TASK DATA.
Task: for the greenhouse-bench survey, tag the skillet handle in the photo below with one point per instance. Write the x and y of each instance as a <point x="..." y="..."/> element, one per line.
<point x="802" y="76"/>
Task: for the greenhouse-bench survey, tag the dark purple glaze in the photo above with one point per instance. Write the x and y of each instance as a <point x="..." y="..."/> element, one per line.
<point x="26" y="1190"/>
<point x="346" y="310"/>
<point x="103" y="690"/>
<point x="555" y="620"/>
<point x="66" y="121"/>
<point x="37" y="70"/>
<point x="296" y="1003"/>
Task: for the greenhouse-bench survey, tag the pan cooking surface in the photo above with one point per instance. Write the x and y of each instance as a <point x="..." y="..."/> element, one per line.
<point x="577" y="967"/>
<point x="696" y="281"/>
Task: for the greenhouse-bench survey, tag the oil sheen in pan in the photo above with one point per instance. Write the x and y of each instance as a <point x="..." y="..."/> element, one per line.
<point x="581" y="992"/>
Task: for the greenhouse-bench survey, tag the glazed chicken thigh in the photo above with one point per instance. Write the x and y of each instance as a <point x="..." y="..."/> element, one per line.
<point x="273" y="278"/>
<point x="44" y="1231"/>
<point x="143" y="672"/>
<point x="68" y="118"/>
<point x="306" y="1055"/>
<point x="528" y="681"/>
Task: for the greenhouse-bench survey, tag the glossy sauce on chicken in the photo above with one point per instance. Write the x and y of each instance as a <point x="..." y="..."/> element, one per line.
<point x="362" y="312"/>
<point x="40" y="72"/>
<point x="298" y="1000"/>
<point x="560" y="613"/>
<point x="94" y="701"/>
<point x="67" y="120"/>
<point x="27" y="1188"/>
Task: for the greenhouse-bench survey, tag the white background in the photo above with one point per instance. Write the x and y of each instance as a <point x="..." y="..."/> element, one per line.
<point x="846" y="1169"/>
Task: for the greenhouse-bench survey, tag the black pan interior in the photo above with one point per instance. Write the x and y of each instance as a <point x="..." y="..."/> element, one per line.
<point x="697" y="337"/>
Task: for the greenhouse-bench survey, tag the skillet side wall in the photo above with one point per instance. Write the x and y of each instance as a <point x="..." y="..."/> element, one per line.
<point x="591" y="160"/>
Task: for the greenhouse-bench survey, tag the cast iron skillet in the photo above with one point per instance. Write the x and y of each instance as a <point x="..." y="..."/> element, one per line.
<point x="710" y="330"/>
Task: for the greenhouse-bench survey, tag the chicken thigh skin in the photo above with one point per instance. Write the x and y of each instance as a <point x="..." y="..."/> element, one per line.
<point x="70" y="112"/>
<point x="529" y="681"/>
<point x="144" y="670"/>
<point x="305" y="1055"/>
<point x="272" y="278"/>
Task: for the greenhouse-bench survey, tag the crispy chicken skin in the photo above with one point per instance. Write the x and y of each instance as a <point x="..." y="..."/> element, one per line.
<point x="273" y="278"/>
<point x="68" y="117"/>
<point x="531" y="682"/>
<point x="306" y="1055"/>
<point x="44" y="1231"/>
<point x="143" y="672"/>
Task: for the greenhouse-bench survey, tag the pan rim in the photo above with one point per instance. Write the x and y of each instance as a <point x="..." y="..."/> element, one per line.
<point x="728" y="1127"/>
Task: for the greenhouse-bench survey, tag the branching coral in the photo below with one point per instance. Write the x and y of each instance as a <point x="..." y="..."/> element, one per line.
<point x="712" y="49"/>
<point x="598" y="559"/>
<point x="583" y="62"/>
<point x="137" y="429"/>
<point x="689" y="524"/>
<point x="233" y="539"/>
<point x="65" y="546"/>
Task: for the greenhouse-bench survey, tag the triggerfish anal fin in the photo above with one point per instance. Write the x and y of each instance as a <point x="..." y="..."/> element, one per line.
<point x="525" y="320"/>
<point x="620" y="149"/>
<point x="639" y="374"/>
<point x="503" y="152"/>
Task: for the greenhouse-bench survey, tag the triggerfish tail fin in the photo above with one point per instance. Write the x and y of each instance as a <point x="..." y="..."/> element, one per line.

AIM OF THE TASK. Write out every entry above, word for word.

FULL OUTPUT.
Task: for the greenhouse-bench survey, tag the skillet handle in the photo below with one point per instance. Write the x and y of each instance as a <point x="..." y="..."/> element, one per line.
<point x="802" y="76"/>
Task: for the greenhouse-bench survey, tag the dark purple glaze in the photo above with one point per instance. Write the x and y of each instance as a <point x="..." y="..."/> element, one per line.
<point x="26" y="1190"/>
<point x="346" y="310"/>
<point x="103" y="690"/>
<point x="555" y="620"/>
<point x="66" y="121"/>
<point x="37" y="70"/>
<point x="296" y="1003"/>
Task: for the greenhouse-bench survey, tag the pan cooking surface in the photo above with one point per instance. Write the x and y of each instance as a <point x="..." y="..."/> element, one per line.
<point x="577" y="967"/>
<point x="696" y="281"/>
Task: for the greenhouse-bench survey, tag the oil sheen in pan in the photo above with one point per instance. Write the x and y of each instance as a <point x="..." y="..."/> element, one per line.
<point x="581" y="992"/>
Task: for the greenhouse-bench survey, tag the glazed chicken thigh in the photo above with one point per instance. Write the x and y of each instance as a <point x="..." y="..."/> element, one per line.
<point x="273" y="278"/>
<point x="44" y="1231"/>
<point x="143" y="672"/>
<point x="68" y="118"/>
<point x="306" y="1055"/>
<point x="528" y="681"/>
Task: for the greenhouse-bench survey, tag the glossy sauce on chicken in the photo above with one point per instance. Write the x and y of each instance as a <point x="..." y="..."/> element, one per line.
<point x="362" y="312"/>
<point x="40" y="72"/>
<point x="298" y="1000"/>
<point x="560" y="613"/>
<point x="94" y="701"/>
<point x="67" y="120"/>
<point x="27" y="1188"/>
Task: for the greenhouse-bench survey, tag the white background in the photo above with one point per instance. Write the x and y of each instance as a <point x="..." y="..."/> element, one per line.
<point x="846" y="1169"/>
Task: for the greenhouse-bench survey, tag the black pan interior in the photo above with one point per instance. Write the x and y of each instance as a <point x="..." y="..."/> element, one per line.
<point x="697" y="337"/>
Task: for the greenhouse-bench survey, tag the skillet side wall in the photo above with one point per instance. Write the x and y of each instance as a <point x="..." y="..."/> element, one per line.
<point x="591" y="160"/>
Task: for the greenhouse-bench survey, tag the cast iron skillet in the photo above with one point per instance. Write the x and y of each instance as a <point x="..." y="..."/> element, one per line.
<point x="710" y="330"/>
Task: for the greenhouse-bench survey, tag the chicken thigh skin in the photo above with one point per instance. Write the x and y of each instance as a <point x="..." y="..."/> element, one per line.
<point x="70" y="112"/>
<point x="529" y="681"/>
<point x="144" y="670"/>
<point x="305" y="1055"/>
<point x="272" y="278"/>
Task: for the greenhouse-bench survey, tag the crispy chicken skin in the photo above with one point per instance. Write the x and y of each instance as a <point x="..." y="..."/> element, one per line.
<point x="273" y="278"/>
<point x="68" y="117"/>
<point x="531" y="682"/>
<point x="306" y="1055"/>
<point x="44" y="1231"/>
<point x="143" y="672"/>
Task: for the greenhouse-bench survey, tag the pan rim in the photo above with one point per instance. Write the x and y of each instance as a <point x="..." y="..."/> element, one per line.
<point x="728" y="1127"/>
Task: for the greenhouse-bench survey, tag the branching coral in the photo below with one point per instance. Write the x and y of each instance as a <point x="..." y="..."/> element, one per line.
<point x="712" y="49"/>
<point x="598" y="559"/>
<point x="583" y="62"/>
<point x="137" y="429"/>
<point x="689" y="524"/>
<point x="233" y="539"/>
<point x="65" y="546"/>
Task: for the greenhouse-bench survey, tag the triggerfish anal fin in the photo above with one point per instance. Write the x and y of each instance as a <point x="..." y="..."/> element, one per line.
<point x="525" y="320"/>
<point x="620" y="149"/>
<point x="639" y="374"/>
<point x="503" y="152"/>
Task: for the greenhouse-bench survey, tag the triggerfish tail fin in the photo above with one point per instance. Write the x and y of each instance as a <point x="..." y="..."/> element, one per line.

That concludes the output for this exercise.